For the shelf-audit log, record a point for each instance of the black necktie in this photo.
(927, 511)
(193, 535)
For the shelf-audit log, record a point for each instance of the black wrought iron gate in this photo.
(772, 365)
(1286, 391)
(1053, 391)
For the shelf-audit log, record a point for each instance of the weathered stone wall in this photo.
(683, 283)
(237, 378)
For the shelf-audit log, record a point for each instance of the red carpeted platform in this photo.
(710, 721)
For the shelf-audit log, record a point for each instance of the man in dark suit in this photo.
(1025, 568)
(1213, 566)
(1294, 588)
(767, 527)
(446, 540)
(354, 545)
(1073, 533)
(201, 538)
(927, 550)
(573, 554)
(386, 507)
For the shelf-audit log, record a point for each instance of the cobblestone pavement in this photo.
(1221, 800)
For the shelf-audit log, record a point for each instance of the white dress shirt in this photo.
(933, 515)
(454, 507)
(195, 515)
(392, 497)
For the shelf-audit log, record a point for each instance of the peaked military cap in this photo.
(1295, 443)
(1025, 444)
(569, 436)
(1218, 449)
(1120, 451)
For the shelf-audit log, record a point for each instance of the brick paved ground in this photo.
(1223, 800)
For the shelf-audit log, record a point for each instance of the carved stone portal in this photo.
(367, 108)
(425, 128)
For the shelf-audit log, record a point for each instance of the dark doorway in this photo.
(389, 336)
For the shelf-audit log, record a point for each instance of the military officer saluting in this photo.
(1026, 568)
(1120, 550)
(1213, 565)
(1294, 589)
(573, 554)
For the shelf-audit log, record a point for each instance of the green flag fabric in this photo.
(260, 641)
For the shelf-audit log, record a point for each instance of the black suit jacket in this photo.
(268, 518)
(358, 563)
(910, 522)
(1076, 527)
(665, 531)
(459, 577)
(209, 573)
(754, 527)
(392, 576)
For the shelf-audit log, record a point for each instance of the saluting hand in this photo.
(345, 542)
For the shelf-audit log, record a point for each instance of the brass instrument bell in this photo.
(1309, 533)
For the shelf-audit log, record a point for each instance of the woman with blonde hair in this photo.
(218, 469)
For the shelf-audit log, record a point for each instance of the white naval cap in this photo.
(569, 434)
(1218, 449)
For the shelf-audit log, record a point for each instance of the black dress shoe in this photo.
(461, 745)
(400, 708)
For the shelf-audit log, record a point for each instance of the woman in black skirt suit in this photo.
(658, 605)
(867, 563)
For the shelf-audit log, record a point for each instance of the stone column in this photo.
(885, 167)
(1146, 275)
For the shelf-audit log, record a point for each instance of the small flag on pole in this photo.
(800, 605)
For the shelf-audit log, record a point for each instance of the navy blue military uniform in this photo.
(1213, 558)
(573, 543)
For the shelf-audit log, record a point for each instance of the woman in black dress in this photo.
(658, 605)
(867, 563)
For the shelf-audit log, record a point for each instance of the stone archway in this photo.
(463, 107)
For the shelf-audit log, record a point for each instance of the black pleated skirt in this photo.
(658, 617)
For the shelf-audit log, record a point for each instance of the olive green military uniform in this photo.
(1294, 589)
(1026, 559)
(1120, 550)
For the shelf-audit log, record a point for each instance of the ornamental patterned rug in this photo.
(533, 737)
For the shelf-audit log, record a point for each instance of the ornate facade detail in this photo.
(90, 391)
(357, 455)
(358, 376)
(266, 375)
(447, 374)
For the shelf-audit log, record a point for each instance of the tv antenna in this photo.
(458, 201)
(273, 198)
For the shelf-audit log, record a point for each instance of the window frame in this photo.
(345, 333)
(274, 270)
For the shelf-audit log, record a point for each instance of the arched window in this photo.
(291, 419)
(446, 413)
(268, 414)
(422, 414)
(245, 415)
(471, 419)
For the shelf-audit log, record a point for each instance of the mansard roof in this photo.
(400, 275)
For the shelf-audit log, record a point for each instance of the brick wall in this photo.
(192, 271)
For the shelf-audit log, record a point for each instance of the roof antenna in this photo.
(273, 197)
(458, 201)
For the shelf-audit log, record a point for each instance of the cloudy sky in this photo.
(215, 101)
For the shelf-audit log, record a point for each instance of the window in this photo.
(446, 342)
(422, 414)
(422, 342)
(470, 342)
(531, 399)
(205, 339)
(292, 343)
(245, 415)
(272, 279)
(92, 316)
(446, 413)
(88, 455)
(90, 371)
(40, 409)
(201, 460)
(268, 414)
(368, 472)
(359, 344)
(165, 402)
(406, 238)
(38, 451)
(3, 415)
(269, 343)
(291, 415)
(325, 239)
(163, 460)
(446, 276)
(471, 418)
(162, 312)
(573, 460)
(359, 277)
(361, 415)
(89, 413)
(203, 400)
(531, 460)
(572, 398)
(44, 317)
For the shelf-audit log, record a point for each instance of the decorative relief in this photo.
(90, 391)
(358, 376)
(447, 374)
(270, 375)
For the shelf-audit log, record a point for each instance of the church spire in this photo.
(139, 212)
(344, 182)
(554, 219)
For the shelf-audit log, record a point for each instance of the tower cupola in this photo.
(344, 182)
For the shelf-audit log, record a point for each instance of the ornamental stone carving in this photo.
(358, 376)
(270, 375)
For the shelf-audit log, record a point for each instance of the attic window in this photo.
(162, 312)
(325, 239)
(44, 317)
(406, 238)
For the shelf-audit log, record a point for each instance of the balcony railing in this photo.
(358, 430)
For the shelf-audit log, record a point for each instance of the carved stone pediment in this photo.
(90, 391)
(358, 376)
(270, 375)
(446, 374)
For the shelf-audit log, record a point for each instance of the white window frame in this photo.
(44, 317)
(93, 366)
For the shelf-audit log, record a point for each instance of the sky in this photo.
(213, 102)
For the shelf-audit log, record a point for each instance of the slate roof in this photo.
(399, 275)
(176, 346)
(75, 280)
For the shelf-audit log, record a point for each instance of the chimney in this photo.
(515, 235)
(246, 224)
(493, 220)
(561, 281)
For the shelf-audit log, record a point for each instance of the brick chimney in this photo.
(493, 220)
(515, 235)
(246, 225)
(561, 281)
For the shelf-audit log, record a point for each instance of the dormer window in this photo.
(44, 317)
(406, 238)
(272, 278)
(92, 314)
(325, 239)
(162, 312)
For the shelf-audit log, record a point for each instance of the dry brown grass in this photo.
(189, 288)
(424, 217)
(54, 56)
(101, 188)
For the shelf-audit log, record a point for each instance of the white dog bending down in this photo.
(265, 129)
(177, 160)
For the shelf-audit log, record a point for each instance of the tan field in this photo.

#### SET TASK
Print exactly the lines from the one with "dormer window in this photo." through the end of the data, inclusive.

#### SOLUTION TO THIS PROBLEM
For the shelf-audit log, record a point for each instance of the dormer window in this photo.
(44, 317)
(406, 238)
(272, 278)
(92, 314)
(325, 239)
(162, 312)
For the shelf-audit log, record a point for each instance of the dry brown grass in this photo.
(189, 288)
(424, 217)
(54, 56)
(101, 188)
For the shelf-audit log, record a point for each instance of the white dog bending down in this photo.
(265, 129)
(177, 160)
For the shelf-audit log, record a point for each instance of the tan field in this photo.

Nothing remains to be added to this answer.